### Exercise task
Change "in this photo" to "in this image" everywhere in the data below, keep every other part the same, and write it all out again without the pictures.

Start of Source records

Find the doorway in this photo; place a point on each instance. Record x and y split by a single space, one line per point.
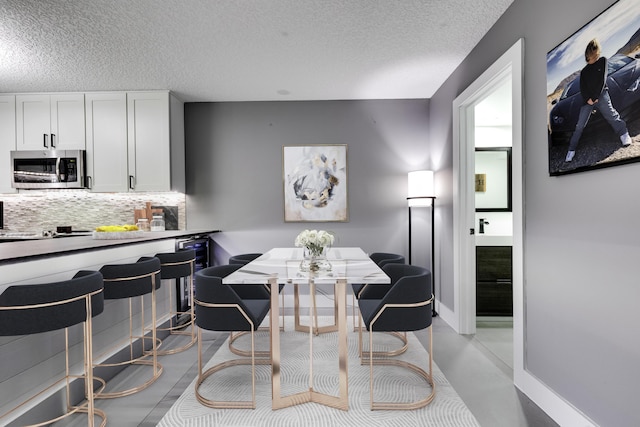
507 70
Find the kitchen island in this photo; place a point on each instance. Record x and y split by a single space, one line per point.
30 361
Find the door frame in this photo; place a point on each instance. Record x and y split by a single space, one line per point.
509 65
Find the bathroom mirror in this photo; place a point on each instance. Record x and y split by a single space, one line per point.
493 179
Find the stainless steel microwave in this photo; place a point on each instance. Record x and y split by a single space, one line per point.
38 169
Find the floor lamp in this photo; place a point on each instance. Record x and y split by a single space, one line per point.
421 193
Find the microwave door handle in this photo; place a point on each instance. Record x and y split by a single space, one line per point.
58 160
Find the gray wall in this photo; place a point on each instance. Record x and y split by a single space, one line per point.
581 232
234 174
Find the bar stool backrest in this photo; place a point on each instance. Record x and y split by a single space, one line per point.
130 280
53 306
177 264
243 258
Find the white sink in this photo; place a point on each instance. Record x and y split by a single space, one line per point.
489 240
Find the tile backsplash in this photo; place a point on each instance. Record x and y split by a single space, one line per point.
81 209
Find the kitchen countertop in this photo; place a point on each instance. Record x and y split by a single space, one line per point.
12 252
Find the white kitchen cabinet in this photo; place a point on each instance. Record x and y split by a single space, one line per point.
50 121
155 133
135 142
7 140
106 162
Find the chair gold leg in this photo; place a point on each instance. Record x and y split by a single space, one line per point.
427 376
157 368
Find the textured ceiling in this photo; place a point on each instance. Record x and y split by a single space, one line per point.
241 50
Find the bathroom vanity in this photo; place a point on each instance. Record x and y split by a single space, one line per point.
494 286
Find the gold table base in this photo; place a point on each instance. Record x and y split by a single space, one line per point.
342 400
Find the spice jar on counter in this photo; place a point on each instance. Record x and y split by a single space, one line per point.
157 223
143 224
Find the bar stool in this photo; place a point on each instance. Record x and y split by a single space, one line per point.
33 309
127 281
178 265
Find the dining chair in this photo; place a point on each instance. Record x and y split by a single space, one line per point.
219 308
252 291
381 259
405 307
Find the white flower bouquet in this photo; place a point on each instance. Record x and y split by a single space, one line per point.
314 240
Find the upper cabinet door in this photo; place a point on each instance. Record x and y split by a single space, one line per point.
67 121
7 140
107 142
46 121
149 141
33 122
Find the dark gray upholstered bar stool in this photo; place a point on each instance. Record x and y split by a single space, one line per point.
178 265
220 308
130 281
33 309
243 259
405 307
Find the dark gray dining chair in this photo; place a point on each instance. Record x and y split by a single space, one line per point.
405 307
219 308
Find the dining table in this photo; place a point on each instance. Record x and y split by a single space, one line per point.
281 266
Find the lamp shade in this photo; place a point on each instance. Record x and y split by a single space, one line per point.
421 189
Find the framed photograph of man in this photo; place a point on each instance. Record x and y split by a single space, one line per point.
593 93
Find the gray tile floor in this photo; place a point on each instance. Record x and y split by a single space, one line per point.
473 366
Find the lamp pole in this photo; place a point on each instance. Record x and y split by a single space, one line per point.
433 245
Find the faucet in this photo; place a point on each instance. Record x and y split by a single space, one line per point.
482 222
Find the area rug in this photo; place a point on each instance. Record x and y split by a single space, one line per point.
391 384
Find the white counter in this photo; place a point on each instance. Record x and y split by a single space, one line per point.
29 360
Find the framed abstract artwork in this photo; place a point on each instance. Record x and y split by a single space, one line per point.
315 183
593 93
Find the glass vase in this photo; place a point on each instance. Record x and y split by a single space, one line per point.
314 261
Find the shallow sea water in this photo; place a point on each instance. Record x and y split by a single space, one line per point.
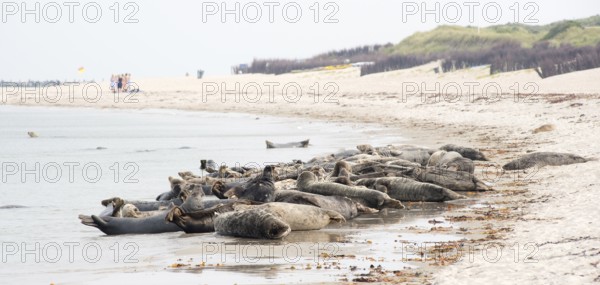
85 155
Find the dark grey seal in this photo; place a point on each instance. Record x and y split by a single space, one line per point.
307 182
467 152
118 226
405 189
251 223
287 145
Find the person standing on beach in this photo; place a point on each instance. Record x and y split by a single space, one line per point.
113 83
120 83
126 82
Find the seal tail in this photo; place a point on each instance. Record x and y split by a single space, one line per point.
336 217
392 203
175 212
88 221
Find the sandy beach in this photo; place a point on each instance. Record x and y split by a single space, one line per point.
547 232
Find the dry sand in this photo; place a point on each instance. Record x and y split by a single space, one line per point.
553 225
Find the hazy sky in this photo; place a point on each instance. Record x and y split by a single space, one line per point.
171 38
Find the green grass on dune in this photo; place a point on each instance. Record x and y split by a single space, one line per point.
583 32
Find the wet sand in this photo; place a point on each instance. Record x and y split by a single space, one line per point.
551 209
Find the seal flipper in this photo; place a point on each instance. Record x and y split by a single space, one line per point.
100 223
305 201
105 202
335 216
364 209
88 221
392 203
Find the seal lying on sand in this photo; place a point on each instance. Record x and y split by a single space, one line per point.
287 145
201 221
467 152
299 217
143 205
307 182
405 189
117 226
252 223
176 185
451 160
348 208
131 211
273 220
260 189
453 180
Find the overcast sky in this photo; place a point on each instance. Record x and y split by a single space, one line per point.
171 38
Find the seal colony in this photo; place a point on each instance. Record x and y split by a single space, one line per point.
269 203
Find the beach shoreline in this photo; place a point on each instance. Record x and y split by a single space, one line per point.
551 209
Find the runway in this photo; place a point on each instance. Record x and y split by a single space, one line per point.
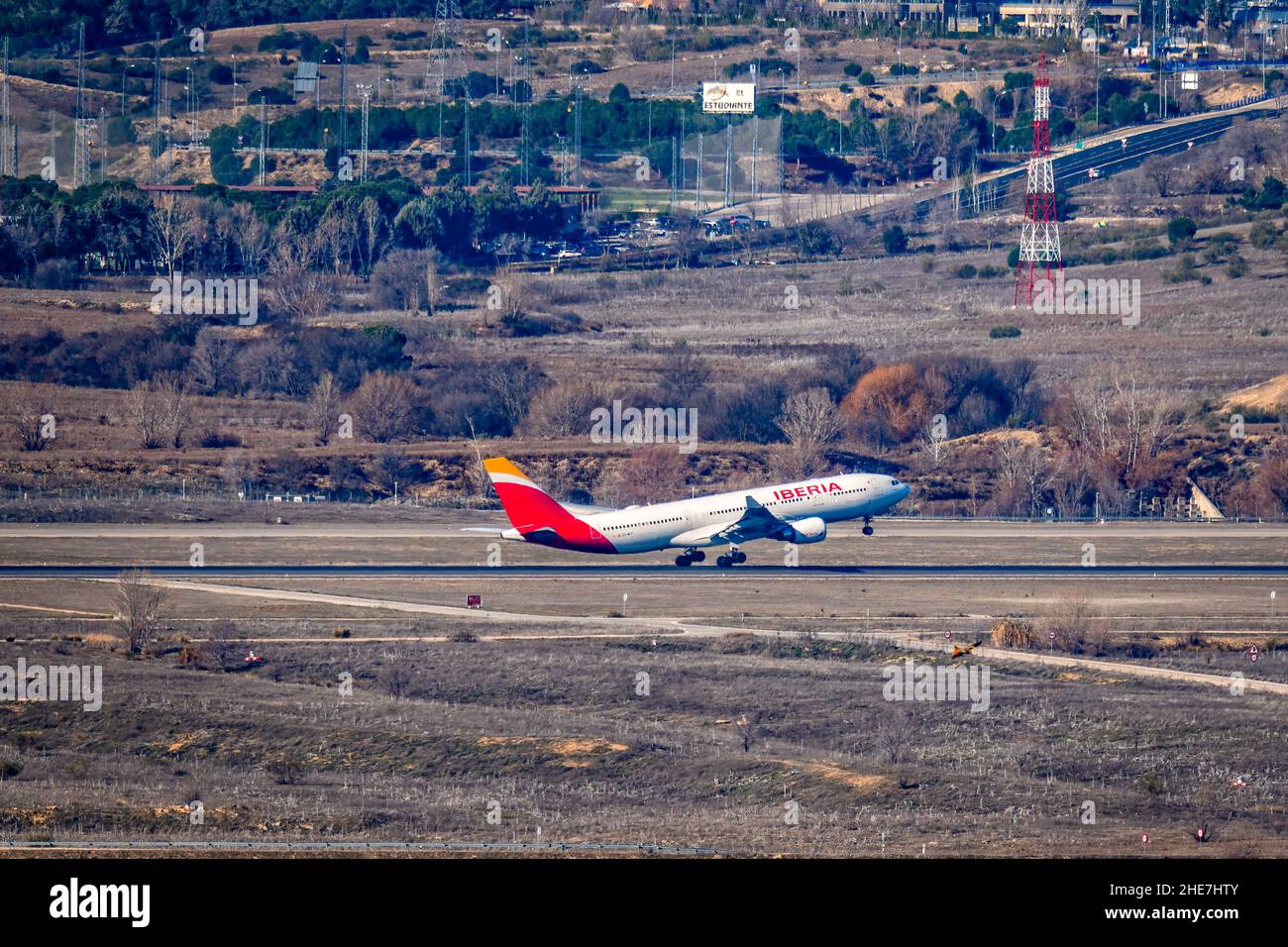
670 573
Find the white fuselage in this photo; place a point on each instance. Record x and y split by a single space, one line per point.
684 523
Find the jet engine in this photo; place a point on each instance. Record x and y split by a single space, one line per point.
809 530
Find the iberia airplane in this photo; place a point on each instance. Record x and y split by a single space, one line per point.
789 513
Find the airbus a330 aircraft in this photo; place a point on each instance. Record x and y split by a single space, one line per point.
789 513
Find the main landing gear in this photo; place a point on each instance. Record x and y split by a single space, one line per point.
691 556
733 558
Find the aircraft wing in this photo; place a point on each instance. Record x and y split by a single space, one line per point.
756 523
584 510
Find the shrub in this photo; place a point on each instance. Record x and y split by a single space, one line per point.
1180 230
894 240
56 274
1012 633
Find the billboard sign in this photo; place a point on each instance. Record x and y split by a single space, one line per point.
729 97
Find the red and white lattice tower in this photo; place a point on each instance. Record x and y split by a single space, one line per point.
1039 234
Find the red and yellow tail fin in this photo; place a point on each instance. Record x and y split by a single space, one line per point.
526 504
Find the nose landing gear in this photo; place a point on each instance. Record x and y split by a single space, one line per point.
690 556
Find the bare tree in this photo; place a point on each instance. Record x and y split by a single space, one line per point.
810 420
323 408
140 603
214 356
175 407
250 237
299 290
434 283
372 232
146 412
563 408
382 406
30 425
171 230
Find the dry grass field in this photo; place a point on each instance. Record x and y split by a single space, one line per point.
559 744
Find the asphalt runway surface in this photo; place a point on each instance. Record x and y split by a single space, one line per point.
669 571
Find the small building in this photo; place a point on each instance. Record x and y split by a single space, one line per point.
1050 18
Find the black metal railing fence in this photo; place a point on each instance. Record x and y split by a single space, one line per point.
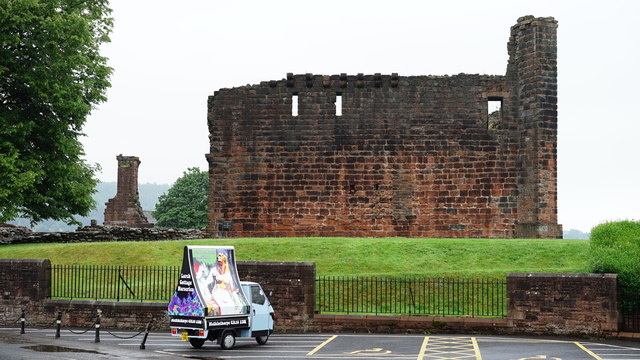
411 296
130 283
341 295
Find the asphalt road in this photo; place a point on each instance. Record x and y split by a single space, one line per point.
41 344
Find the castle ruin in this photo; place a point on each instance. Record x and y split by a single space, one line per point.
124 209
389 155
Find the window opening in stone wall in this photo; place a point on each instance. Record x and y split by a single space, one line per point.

End of Source records

### Output
Find the doorway in this image; place a point on each instance. Record x and y split by a single space, one line per point.
507 70
Find the kitchen island in this image; place a point on each instance. Record x and y split by a single space, one line per point.
30 361
Find the door frame in this image; place a point on each instance. Record x and y split by a single space, one line per point.
509 65
Find the bathroom mirror in this image; place a point on each instance. Record x and y split by a single space, one line per point.
493 179
Find the stainless steel microwave in this image; place a point on each instance. Record x and y split by a single space, one line per point.
38 169
Find the floor lamp in this image; place a point on each instance. Record x and y split by a single space, one line per point.
421 193
Find the microwave door handle in this image; place a point on each instance. Record x and y split by a single space, one line per point.
58 160
Find the gray wall in this image; place a point on each instance. Record x and y split by a single space, one line per point.
581 232
234 174
Find the bar stool backrest in this image; place a point on each instance. Record x and y split by a single space, one line per point.
130 280
53 306
177 264
243 258
Find the white sink in this image; place a point on each instance. Record x and y split by a single space, one line per point.
489 240
Find the tile backsplash in this image; place a point on each instance. Record x and y split by a single space, one line per point.
81 209
Find the kitchen countertop in this image; place a point on each instance. Record x and y split by a single space, one line per point.
12 252
Find the white kitchen cabinet in this image; place a point on each instance. Record x and y split by a single space, one line per point.
50 121
155 133
135 142
7 140
106 162
Find the chair gold leg in this image; place a point on each instance. Record x and y split by a single space, one line per point.
427 376
157 368
Find the textured ceiling in this image; place a point on each instance. Record x and y split by a single space, one line per point.
241 50
Find the bathroom vanity in this image; place a point on each instance. Record x and y split by a single space, one line per point.
494 286
Find the gold table base in this image; place a point on each instance. Record x and y split by a single space, one line per point.
342 400
Find the spice jar on counter in this image; place a point on each instance. Record x and y split by a single space, one line per point.
157 223
143 224
Find the bar stool in this image; place a point on each instance. Record x and y split by a single space, one line per point.
33 309
127 281
178 265
Find the dining chair in this image; place a point on each instance. Record x and y split by a single space, one line per point.
219 308
252 291
381 259
405 307
Find the white flower bouquet in this image; place a point on each instance. Record x and y split by a single space, one line per point.
314 240
Find the upper cabinet door in this image; place a point on each instance. Record x and y split by a single space, one line per point.
67 121
7 140
107 142
46 121
149 141
33 122
Find the dark gray upholstered bar stool in this image; place a point on each instance. Record x and y split by a single space, one line per point.
178 265
220 308
130 281
33 309
243 259
405 307
Find the dark gray dining chair in this image; place a point on each instance. Record x and y split by a single space, one line per point.
405 307
219 308
Find the dining table in this image; place a point on each instance. Record x and y split by a single space, one line per point.
281 266
Find the lamp shade in this image; place a point on each instance. Record x and y split by a single space, one line per point.
421 189
Find the framed photograph of man in this image; place a point on each instance. Record x and y split by a single space, one line per point.
593 93
Find the gray tile floor in this image; place a point on each instance. Record x and y split by a single space, one line per point.
473 366
Find the lamp pole in this image; place a point on each instance. Record x and y split by a single space, one line per point.
433 245
Find the faucet in this image; place a point on each instance. Record x and y split by a single space, one line per point.
482 222
Find the area rug in this image; place a point on each instance. Record x and y split by a single space, one line per point.
391 384
Find the white counter in this image; place a point on each instance. Record x and y split by a single space, one line per point.
29 360
Find the framed abstract artwork in this image; place a point on each instance. Record x and y split by a single space, one line per point.
315 183
593 93
Find the glass vase in this image; place a point on each instance. Record x and y split by a single space, one line per point.
314 261
Find the shallow sea water in this image; place a point on each instance. Record x and y split by a single space, one line per point.
85 155
Find the dark grey seal in this image; place a point on each instance. Record x and y split by a single space, one line per point.
307 182
467 152
118 226
405 189
251 223
287 145
Find the person standing on beach in this image; place a point on each instance. Record x and y split by a single space, one line per point.
113 83
120 83
126 82
Find the seal tail in this image; place a point on each instance. Record x and y split by a single space, one line per point.
336 217
392 203
175 212
88 221
Find the sandy beach in this image; place a point on each instance. Record x and y split by a single space, one line per point.
547 232
Find the dry sand in this image; place a point on each instance. Record x and y split by a single space, one line per point.
553 225
Find the hazy sky in this image; place a point on each instance. Record x and y split by a single space, one line per point.
171 38
Find the green grass on dune in this image; place a point on each instance. Record x and y split by a single space, one line per point.
583 32
Find the wet sand in this image; place a point on each instance. Record x and y split by a single space, one line per point.
551 209
Find the seal flipper in this image; place a point on each instance. Record x and y split by a single space, one line per point.
100 223
305 201
105 202
335 216
364 209
88 221
392 203
Find the seal lying on sand in this image; place a point on each instance. Record x and y split by a single space, one line per point.
287 145
201 221
467 152
299 217
143 205
307 182
405 189
117 226
252 223
176 185
451 160
348 208
131 211
273 220
260 189
453 180
Find the overcast sky in this image; place a point on each instance. Record x and y split by a single space, one line per point.
171 38
Find the seal colony in this image; place a point on each instance. Record x and y split by a single space, one line per point.
269 203
Find the beach shoreline in this image; place a point on each instance. Record x and y split by a single space, one line per point.
551 209
Find the runway in this image; place a point on each instance. Record x and y split by a single space, one line per point.
670 573
Find the white fuselage in this image; place a point on each instance. Record x and y split by a single space, one line per point.
684 523
Find the jet engine in this image; place a point on each instance. Record x and y split by a single space, one line per point.
809 530
Find the iberia airplane in this image; place a point on each instance. Record x and y split by a single space, one line per point.
789 513
Find the airbus a330 aircraft in this image; place a point on each instance. Record x and y split by a single space, one line per point.
789 513
Find the main landing gear in this image; place a point on each instance. Record x and y split by a single space, one line per point.
691 556
733 558
Find the aircraft wing in this image; place a point on each instance. Record x and y split by a single space, one line per point.
756 523
584 510
Find the shrub in this image; place a point on each instance. Record x and y split by a single space, one line per point.
1180 230
894 240
56 274
1012 633
Find the billboard sign in this image; place a point on each instance. Record x and y split by a single space, one line per point.
729 97
Find the red and white lattice tower in this image; place a point on each instance. Record x and y split by a single space, one line per point.
1039 234
Find the red and yellow tail fin in this image; place a point on each instance. Record x and y split by a single space, one line per point.
526 504
Find the nose landing gear in this image; place a point on each instance. Record x and y split by a single space, one line per point.
690 556
Find the bare tree in this image; place a point on each instance. Record x and y split by a single space, one line per point.
810 420
323 408
140 603
214 356
175 407
250 237
299 290
434 283
372 232
146 412
563 408
382 406
30 425
171 230
Find the dry grass field in this image; place a point on each instance. Record x and y split by a single space, one line per point.
559 744
Find the asphalt runway surface in this image; place a point on each instance. Record x and y split by a single space, one line per point.
669 571
Find the small building in this image; place a point on each instance. Record x and y split by a single space, one line per point.
1050 18
Find the black metal railing fence in this image; place a point on each instance. Record x and y split by a single space, one line per point.
411 296
130 283
341 295
Find the asphalt road in this image; place a point on each instance. Record x and y split by a single space, one line per point.
41 344
Find the castle ruin in this image; place a point on each instance. Record x and y split by a single space, one line per point.
124 209
389 155
Find the window opening in stone wall in this image; place a point on each instance. Record x and y split by a single space, one line per point.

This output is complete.